---- Data supplied
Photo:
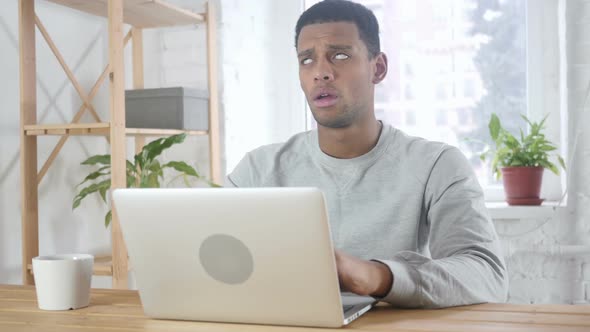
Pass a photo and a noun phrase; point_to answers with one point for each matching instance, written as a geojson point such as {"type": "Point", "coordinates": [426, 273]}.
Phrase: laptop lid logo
{"type": "Point", "coordinates": [226, 259]}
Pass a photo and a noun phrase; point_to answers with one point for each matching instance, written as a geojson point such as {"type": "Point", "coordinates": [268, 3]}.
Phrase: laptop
{"type": "Point", "coordinates": [239, 255]}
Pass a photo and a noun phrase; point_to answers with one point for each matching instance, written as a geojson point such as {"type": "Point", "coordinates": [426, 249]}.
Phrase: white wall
{"type": "Point", "coordinates": [262, 103]}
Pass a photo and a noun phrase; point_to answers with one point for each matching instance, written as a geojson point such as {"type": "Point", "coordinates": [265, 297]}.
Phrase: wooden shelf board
{"type": "Point", "coordinates": [101, 129]}
{"type": "Point", "coordinates": [163, 132]}
{"type": "Point", "coordinates": [139, 13]}
{"type": "Point", "coordinates": [99, 269]}
{"type": "Point", "coordinates": [97, 129]}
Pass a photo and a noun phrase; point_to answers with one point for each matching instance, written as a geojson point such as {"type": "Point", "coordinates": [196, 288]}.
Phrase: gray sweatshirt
{"type": "Point", "coordinates": [412, 204]}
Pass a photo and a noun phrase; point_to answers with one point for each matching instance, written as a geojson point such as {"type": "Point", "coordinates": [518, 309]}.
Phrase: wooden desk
{"type": "Point", "coordinates": [120, 310]}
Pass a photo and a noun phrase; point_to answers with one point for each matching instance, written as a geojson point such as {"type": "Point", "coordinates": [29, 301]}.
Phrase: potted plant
{"type": "Point", "coordinates": [145, 171]}
{"type": "Point", "coordinates": [521, 163]}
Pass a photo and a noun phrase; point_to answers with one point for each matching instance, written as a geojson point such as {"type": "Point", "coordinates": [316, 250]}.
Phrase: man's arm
{"type": "Point", "coordinates": [465, 266]}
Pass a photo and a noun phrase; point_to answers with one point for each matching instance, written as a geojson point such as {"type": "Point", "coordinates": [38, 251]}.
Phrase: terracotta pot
{"type": "Point", "coordinates": [522, 185]}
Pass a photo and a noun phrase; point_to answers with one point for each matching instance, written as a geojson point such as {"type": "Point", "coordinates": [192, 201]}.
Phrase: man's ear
{"type": "Point", "coordinates": [380, 68]}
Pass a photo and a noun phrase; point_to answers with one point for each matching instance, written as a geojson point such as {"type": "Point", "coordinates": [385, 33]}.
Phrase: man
{"type": "Point", "coordinates": [407, 215]}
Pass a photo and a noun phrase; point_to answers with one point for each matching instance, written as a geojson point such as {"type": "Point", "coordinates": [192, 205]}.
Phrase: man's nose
{"type": "Point", "coordinates": [323, 72]}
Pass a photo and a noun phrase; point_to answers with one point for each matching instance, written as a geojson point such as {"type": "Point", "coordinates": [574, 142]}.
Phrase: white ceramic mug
{"type": "Point", "coordinates": [63, 281]}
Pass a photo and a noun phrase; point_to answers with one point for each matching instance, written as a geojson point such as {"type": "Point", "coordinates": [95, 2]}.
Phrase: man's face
{"type": "Point", "coordinates": [336, 73]}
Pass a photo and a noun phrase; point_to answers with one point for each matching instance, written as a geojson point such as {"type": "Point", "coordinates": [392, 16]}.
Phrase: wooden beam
{"type": "Point", "coordinates": [138, 78]}
{"type": "Point", "coordinates": [28, 144]}
{"type": "Point", "coordinates": [76, 119]}
{"type": "Point", "coordinates": [214, 136]}
{"type": "Point", "coordinates": [117, 119]}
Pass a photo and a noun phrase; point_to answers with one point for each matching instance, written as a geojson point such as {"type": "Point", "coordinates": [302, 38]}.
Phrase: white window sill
{"type": "Point", "coordinates": [503, 211]}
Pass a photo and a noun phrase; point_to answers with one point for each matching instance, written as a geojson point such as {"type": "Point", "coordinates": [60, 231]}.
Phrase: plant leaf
{"type": "Point", "coordinates": [103, 194]}
{"type": "Point", "coordinates": [89, 190]}
{"type": "Point", "coordinates": [182, 167]}
{"type": "Point", "coordinates": [107, 218]}
{"type": "Point", "coordinates": [155, 148]}
{"type": "Point", "coordinates": [561, 162]}
{"type": "Point", "coordinates": [495, 127]}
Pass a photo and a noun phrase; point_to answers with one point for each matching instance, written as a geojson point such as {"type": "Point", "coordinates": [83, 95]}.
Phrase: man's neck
{"type": "Point", "coordinates": [349, 142]}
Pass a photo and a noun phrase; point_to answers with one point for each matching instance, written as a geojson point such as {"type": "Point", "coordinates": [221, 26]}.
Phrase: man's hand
{"type": "Point", "coordinates": [363, 277]}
--------
**Task to complete:**
Output all entries unchanged; skip the pictures.

**Solution to this problem:**
Photo:
Pass a photo and a noun phrase; point_to answers with one point for each matching instance, written as a geojson point such as {"type": "Point", "coordinates": [426, 273]}.
Phrase: laptop lid logo
{"type": "Point", "coordinates": [226, 259]}
Pass a photo and a noun phrase; point_to answers with one point for each matching instance, written as a geojson point such as {"type": "Point", "coordinates": [268, 3]}.
Phrase: laptop
{"type": "Point", "coordinates": [239, 255]}
Pass a photo and a noun phrase; point_to answers with one point for each matching instance, written as a geojson point such as {"type": "Point", "coordinates": [426, 249]}.
Phrase: white wall
{"type": "Point", "coordinates": [262, 103]}
Pass a photo and a noun phrase; point_to answers with one point for each matching instance, written as a geojson point such as {"type": "Point", "coordinates": [265, 297]}.
Phrase: wooden shelf board
{"type": "Point", "coordinates": [101, 129]}
{"type": "Point", "coordinates": [163, 132]}
{"type": "Point", "coordinates": [139, 13]}
{"type": "Point", "coordinates": [99, 269]}
{"type": "Point", "coordinates": [97, 129]}
Pass a photo and a noun phrase; point_to answers with one point for each matching instance, written as a geojson point such as {"type": "Point", "coordinates": [196, 288]}.
Phrase: gray sweatshirt
{"type": "Point", "coordinates": [412, 204]}
Pass a photo and a noun phrase; point_to answers with one point for each matching instance, written as a geojson point such as {"type": "Point", "coordinates": [518, 309]}.
Phrase: wooden desk
{"type": "Point", "coordinates": [120, 310]}
Pass a photo and a noun phrase; point_to answers with one point for each matching instance, written as a geojson point such as {"type": "Point", "coordinates": [29, 301]}.
Phrase: potted plant
{"type": "Point", "coordinates": [145, 171]}
{"type": "Point", "coordinates": [521, 163]}
Pass a photo and a noun phrase; point_to answers with one point for each matching instance, written as a geojson point such as {"type": "Point", "coordinates": [316, 250]}.
Phrase: man's arm
{"type": "Point", "coordinates": [465, 266]}
Pass a photo and a noun phrase; point_to answers with one point for each matching instance, written as a geojson point such as {"type": "Point", "coordinates": [38, 251]}.
Phrase: terracotta pot
{"type": "Point", "coordinates": [522, 185]}
Pass a photo and a noun phrase; point_to answers with one point for each matching instance, written as a geojson point such as {"type": "Point", "coordinates": [192, 201]}.
Phrase: man's ear
{"type": "Point", "coordinates": [380, 68]}
Pass a photo and a noun phrase; point_to answers with one point for each matching instance, written as a geojson point such as {"type": "Point", "coordinates": [385, 33]}.
Phrase: man
{"type": "Point", "coordinates": [407, 215]}
Pass a photo and a noun phrase; point_to answers with one point for each matching instance, written as a geojson point such as {"type": "Point", "coordinates": [192, 205]}.
Phrase: man's nose
{"type": "Point", "coordinates": [323, 72]}
Pass a photo and a noun phrase; point_to answers with one point for each matching instance, written as a geojson point such as {"type": "Point", "coordinates": [574, 142]}.
Phrase: white ceramic mug
{"type": "Point", "coordinates": [63, 281]}
Pass a photo and a noun phrase; point_to answers with one point for each matching instance, written as a geojson point such as {"type": "Point", "coordinates": [95, 2]}.
Phrase: man's face
{"type": "Point", "coordinates": [336, 73]}
Pass a photo and a noun phrase; point_to answers with one point for each matching instance, written as a geojson point such as {"type": "Point", "coordinates": [392, 16]}.
Phrase: wooden beam
{"type": "Point", "coordinates": [138, 78]}
{"type": "Point", "coordinates": [28, 144]}
{"type": "Point", "coordinates": [76, 119]}
{"type": "Point", "coordinates": [214, 136]}
{"type": "Point", "coordinates": [117, 119]}
Pass a photo and a noun phrase; point_to answers with one point for each matching instance, written as a geojson point such as {"type": "Point", "coordinates": [302, 38]}.
Phrase: white window sill
{"type": "Point", "coordinates": [503, 211]}
Pass a photo and a noun phrase; point_to answers with one point for each matching instance, written as a geojson point such as {"type": "Point", "coordinates": [60, 231]}.
Phrase: plant leaf
{"type": "Point", "coordinates": [103, 194]}
{"type": "Point", "coordinates": [89, 190]}
{"type": "Point", "coordinates": [182, 167]}
{"type": "Point", "coordinates": [107, 218]}
{"type": "Point", "coordinates": [155, 148]}
{"type": "Point", "coordinates": [561, 162]}
{"type": "Point", "coordinates": [495, 127]}
Pass a photo and a noun phrase; point_to answers with one point for each matching instance, written as a geojson point such as {"type": "Point", "coordinates": [83, 95]}.
Phrase: man's neck
{"type": "Point", "coordinates": [349, 142]}
Pass a photo and a noun phrase; point_to answers with one point for each matching instance, written as a geojson point such as {"type": "Point", "coordinates": [221, 26]}.
Phrase: man's hand
{"type": "Point", "coordinates": [363, 277]}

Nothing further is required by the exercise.